• **Challenge**:
Render the data below, from the line containing "Guideline: put one point on each instance of the bowl" through the final line of the data (both included), as a Markdown table with the columns Row and Line. Number each row and omit blank lines.

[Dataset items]
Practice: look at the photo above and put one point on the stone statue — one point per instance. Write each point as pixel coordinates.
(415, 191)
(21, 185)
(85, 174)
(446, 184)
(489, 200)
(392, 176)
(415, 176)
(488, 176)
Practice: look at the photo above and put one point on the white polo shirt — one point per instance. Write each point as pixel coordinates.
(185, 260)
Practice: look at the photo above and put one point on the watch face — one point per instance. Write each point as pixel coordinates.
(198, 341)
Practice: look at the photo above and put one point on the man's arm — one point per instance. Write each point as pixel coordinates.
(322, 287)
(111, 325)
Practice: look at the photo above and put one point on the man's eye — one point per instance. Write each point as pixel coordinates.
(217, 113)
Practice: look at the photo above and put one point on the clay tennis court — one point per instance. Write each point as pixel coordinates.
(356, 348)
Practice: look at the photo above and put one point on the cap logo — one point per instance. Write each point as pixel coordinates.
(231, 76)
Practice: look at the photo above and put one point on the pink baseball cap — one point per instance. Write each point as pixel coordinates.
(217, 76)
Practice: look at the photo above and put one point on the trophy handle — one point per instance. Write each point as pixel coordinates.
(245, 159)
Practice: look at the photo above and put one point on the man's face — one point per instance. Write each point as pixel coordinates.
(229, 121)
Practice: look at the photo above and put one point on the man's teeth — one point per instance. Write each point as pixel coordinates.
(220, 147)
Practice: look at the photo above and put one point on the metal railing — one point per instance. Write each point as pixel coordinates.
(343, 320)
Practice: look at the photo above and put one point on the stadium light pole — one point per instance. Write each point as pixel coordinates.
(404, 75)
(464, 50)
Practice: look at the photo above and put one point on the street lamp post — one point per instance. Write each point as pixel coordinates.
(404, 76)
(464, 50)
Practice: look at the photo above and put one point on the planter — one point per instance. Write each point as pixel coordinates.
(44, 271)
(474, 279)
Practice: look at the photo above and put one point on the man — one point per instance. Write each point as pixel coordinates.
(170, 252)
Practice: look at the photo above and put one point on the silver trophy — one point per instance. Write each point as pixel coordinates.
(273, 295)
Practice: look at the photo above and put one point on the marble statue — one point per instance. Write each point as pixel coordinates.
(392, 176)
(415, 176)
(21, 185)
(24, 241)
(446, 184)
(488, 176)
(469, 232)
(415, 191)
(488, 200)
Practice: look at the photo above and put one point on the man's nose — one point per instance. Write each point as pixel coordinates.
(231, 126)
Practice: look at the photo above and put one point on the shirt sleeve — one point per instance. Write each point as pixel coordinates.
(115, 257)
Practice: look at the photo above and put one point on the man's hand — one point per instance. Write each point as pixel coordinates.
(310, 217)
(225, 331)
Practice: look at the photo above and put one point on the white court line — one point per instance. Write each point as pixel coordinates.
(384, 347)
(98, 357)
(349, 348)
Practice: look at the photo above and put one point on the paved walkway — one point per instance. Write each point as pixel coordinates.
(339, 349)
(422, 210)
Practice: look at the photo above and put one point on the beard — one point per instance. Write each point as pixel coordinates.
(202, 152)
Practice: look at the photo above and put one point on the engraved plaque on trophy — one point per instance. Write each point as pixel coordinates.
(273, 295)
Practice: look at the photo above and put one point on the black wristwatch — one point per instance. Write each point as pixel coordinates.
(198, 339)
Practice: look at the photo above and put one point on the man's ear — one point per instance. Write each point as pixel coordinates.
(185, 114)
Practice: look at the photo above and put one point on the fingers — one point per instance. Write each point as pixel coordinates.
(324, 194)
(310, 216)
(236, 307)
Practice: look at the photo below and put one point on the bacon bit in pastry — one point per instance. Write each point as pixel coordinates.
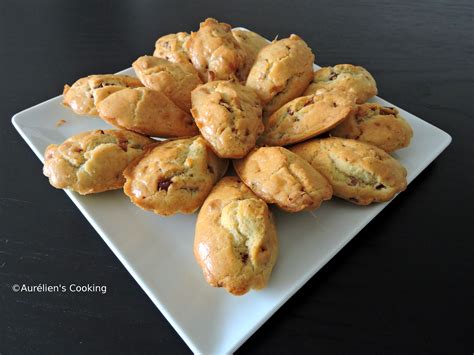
(164, 185)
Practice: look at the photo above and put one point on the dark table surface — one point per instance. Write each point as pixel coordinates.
(403, 285)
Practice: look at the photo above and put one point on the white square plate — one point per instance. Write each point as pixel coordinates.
(158, 251)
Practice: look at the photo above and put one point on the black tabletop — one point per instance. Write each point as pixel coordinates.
(403, 285)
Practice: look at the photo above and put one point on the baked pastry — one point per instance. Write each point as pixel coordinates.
(358, 172)
(171, 79)
(281, 177)
(229, 116)
(306, 117)
(378, 125)
(173, 176)
(172, 48)
(235, 242)
(83, 96)
(251, 43)
(146, 111)
(215, 52)
(281, 72)
(352, 79)
(93, 161)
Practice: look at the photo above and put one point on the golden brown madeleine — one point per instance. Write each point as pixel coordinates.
(148, 112)
(236, 241)
(281, 72)
(215, 52)
(378, 125)
(358, 172)
(171, 79)
(83, 96)
(174, 176)
(93, 161)
(281, 177)
(306, 117)
(229, 116)
(172, 47)
(251, 43)
(352, 79)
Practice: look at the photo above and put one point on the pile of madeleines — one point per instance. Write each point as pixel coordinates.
(219, 94)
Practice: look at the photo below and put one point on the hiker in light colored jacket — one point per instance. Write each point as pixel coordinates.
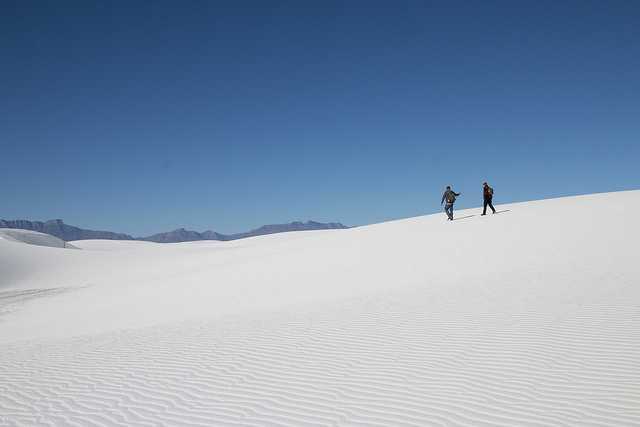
(450, 197)
(487, 195)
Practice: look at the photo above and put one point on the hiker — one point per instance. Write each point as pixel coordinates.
(487, 195)
(450, 197)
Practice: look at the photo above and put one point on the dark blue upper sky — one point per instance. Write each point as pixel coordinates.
(145, 116)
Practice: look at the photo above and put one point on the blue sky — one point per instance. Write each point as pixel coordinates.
(145, 116)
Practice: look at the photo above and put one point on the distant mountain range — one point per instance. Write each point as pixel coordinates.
(69, 233)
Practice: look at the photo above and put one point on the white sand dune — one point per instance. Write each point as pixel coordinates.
(527, 317)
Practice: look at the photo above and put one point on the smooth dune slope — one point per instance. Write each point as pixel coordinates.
(527, 317)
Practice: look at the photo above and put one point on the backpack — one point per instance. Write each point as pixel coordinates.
(451, 197)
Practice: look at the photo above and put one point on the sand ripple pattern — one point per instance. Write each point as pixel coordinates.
(364, 362)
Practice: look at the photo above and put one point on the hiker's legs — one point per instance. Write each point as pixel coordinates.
(449, 210)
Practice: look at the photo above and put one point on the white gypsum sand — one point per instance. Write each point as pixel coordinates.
(527, 317)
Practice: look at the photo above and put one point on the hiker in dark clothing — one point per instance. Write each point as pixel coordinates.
(450, 197)
(487, 195)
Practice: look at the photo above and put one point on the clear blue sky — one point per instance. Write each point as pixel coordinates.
(145, 116)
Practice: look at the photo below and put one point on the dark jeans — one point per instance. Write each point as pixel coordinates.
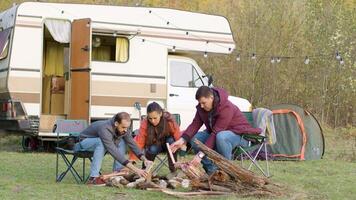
(152, 151)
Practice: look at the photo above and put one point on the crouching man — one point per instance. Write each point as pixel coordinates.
(224, 124)
(112, 136)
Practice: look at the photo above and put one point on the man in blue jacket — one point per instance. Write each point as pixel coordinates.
(112, 136)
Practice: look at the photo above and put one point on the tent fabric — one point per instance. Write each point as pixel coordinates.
(299, 135)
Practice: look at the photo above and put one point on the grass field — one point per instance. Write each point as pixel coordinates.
(32, 175)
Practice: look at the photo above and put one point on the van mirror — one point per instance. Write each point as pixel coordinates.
(210, 79)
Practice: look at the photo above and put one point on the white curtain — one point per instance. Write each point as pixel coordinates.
(59, 29)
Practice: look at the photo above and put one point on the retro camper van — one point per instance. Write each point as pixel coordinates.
(78, 61)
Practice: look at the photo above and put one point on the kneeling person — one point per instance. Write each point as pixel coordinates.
(112, 136)
(155, 131)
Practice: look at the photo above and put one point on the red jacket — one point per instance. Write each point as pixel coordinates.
(225, 116)
(141, 138)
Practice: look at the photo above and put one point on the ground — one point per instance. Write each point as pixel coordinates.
(31, 175)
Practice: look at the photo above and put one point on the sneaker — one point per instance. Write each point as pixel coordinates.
(96, 181)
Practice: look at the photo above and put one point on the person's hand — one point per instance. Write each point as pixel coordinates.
(197, 158)
(140, 172)
(148, 164)
(177, 145)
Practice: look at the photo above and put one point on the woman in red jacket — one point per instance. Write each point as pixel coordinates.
(155, 131)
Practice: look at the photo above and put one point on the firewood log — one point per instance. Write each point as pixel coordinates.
(238, 173)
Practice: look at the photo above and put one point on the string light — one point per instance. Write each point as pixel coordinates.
(272, 60)
(306, 60)
(253, 57)
(205, 54)
(238, 58)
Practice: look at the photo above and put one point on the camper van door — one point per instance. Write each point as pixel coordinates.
(184, 79)
(80, 69)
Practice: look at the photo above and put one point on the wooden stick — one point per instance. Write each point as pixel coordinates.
(170, 153)
(107, 176)
(148, 170)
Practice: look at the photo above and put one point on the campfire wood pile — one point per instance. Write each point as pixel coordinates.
(230, 179)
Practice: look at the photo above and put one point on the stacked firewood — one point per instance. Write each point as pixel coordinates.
(230, 179)
(130, 180)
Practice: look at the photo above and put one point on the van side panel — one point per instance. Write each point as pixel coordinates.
(117, 86)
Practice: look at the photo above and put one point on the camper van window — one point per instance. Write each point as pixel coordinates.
(4, 43)
(110, 49)
(184, 75)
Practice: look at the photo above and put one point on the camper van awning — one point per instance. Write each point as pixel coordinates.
(176, 29)
(4, 36)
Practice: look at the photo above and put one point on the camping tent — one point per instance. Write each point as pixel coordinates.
(299, 135)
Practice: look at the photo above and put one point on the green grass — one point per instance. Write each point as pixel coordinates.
(32, 175)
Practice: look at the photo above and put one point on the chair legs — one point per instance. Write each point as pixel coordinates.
(70, 168)
(253, 159)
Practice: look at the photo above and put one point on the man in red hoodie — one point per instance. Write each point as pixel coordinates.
(224, 124)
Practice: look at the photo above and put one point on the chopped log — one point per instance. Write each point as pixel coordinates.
(191, 171)
(212, 187)
(149, 172)
(193, 194)
(107, 176)
(238, 173)
(146, 184)
(220, 176)
(170, 153)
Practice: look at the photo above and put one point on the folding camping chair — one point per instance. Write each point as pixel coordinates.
(70, 129)
(256, 144)
(164, 159)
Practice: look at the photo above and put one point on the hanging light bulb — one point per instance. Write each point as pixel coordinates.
(306, 60)
(253, 57)
(205, 54)
(238, 58)
(272, 60)
(338, 56)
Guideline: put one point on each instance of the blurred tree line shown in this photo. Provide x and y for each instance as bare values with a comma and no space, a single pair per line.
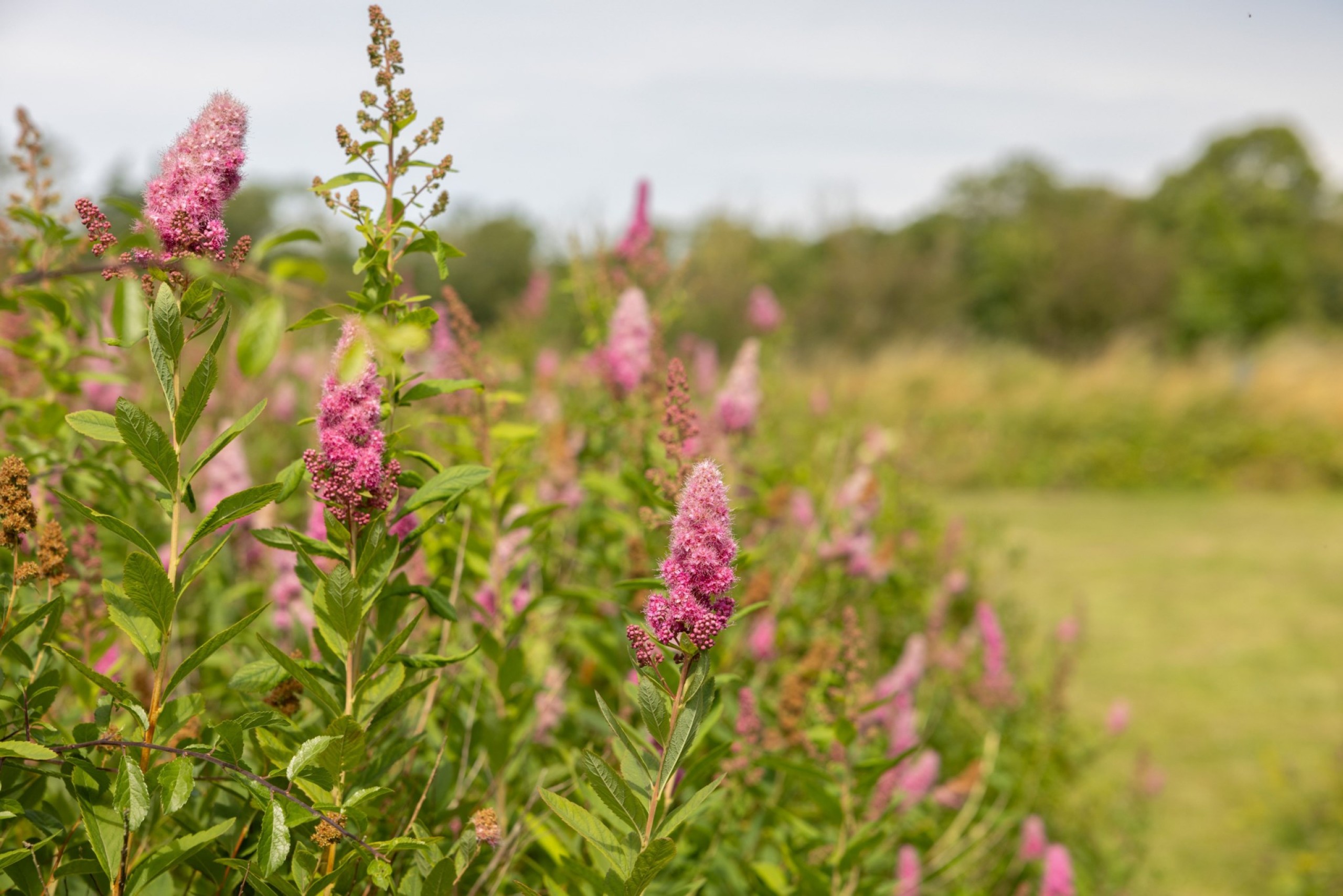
1245,240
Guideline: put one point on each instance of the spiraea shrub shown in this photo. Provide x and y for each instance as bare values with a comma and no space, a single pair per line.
343,595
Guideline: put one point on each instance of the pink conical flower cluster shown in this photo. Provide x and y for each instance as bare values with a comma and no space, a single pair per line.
763,311
996,683
699,569
739,401
627,355
348,473
639,233
1058,879
199,174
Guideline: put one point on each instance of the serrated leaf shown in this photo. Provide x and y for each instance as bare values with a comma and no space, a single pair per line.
234,508
197,396
449,485
688,810
25,750
207,649
653,710
167,323
148,588
260,335
132,796
591,829
226,437
96,425
106,521
176,784
646,867
613,792
306,753
429,389
148,444
273,844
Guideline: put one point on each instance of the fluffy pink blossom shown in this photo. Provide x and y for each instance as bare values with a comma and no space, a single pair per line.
639,233
1116,720
699,569
198,175
739,401
1033,839
1058,879
997,679
349,473
763,311
762,636
908,872
626,358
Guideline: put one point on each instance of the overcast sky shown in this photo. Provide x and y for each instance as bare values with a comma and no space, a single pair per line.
793,113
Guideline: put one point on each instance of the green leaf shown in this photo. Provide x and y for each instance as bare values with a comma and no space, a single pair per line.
197,396
312,688
260,335
176,784
273,844
198,296
172,855
167,323
621,734
689,809
306,753
132,796
236,507
96,425
126,616
347,179
19,625
646,867
226,437
25,750
429,389
315,317
613,792
200,563
291,540
270,243
109,523
205,650
653,710
449,485
148,588
343,607
148,444
593,830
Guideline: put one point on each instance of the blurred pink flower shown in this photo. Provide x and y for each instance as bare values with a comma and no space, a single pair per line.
763,311
639,234
908,872
1118,718
1058,879
1033,839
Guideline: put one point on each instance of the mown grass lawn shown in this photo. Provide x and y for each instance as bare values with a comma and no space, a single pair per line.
1220,618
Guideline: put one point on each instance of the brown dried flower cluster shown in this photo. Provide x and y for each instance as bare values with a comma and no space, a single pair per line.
18,515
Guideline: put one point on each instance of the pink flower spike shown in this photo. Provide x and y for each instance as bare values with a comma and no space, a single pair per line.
1033,840
627,355
763,311
639,233
739,401
198,175
1058,879
908,872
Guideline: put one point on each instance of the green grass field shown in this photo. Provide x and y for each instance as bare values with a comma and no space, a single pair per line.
1220,618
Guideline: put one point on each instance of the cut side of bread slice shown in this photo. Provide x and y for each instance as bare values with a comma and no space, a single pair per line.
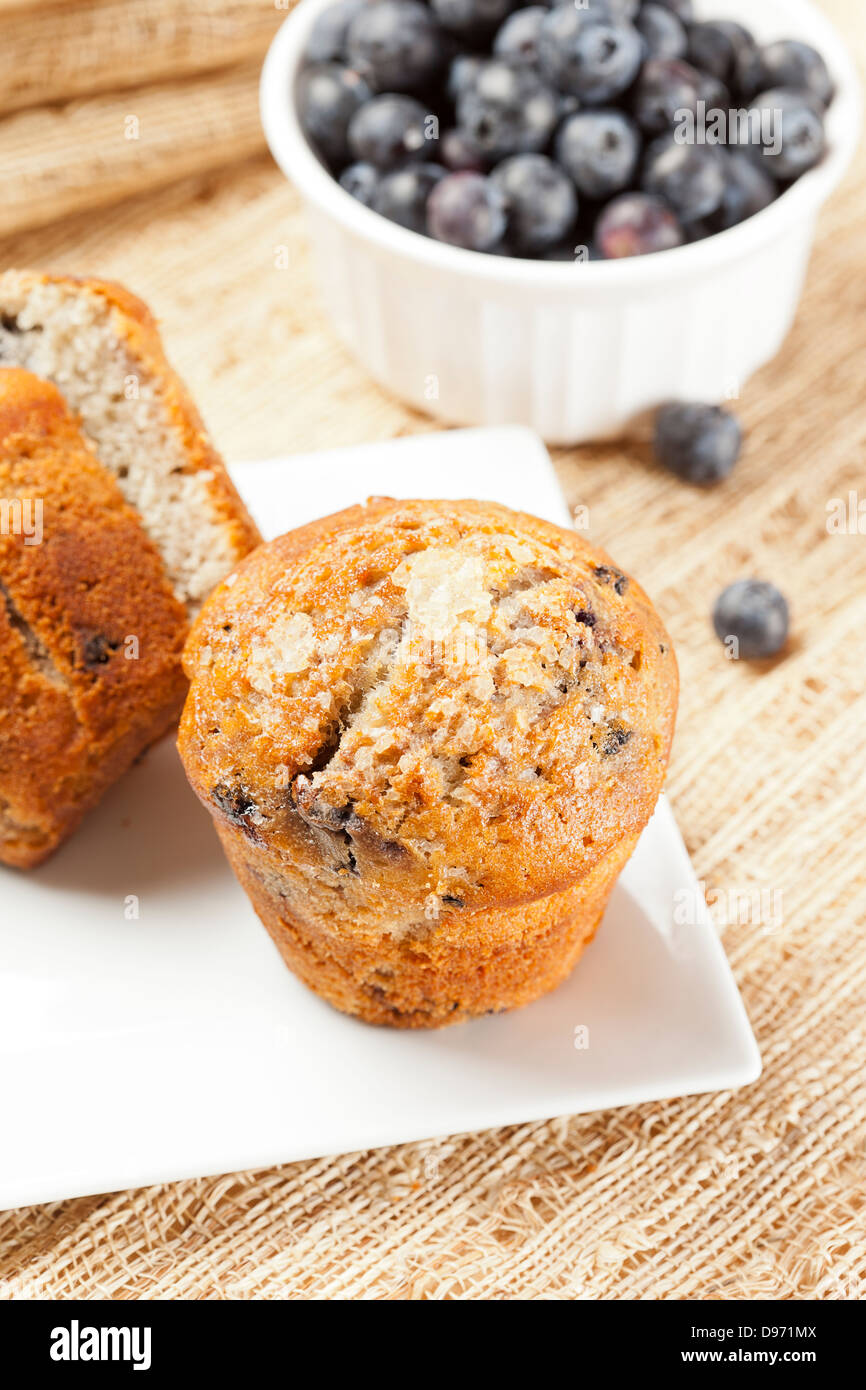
91,630
99,345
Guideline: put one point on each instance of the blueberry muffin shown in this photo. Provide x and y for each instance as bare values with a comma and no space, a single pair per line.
428,734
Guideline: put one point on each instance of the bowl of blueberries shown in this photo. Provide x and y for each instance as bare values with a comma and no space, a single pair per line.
560,214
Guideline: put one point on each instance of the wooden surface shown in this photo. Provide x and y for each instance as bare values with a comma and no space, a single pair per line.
755,1194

• **Response for this exercise**:
| Row | Line |
|---|---|
| 1 | Guideline: put one point on each instance of the bowl of blueberries shown in this photo. Provide x and y for each instance as bare values with a comma and no space, a single pair per line. |
| 2 | 560,214 |
| 3 | Guideline: put one point on each instance of the wooden surface shown in this photo. Provide x and y for each instance as bare values with a comma and no space, a single pair per line. |
| 4 | 755,1194 |